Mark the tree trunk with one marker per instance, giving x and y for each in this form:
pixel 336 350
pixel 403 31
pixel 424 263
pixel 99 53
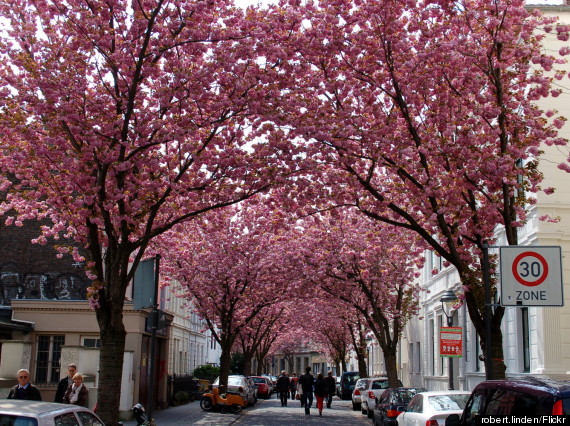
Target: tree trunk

-------

:: AIM OF THE EXERCISE ::
Could the data above be returned in full, exactly, with every image left out?

:: RESPONSE BOX ::
Mark the tree trunk with one marker per instance, giving x and y for each in this form:
pixel 336 350
pixel 403 31
pixel 424 263
pixel 99 53
Target: tree trunk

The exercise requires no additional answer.